◆ WORK TO BE COMPLETED: Quote the records below word for word, omitting the pictures from your answer.

-- start of RECORD SET --

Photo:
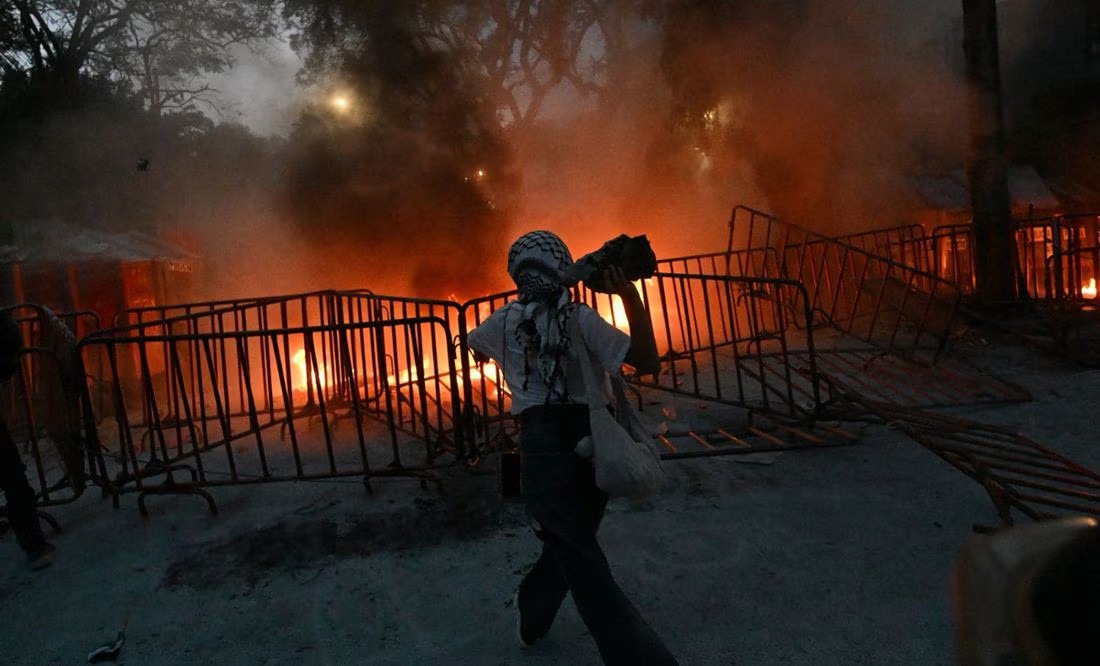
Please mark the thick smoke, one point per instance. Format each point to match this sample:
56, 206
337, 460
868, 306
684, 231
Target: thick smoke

-- end of RECORD SET --

◆ FINAL RESULT:
Photo:
Please mark the thick smoke, one point per instance. Format each point to match this sample:
56, 206
337, 460
868, 306
684, 231
Target: thick smoke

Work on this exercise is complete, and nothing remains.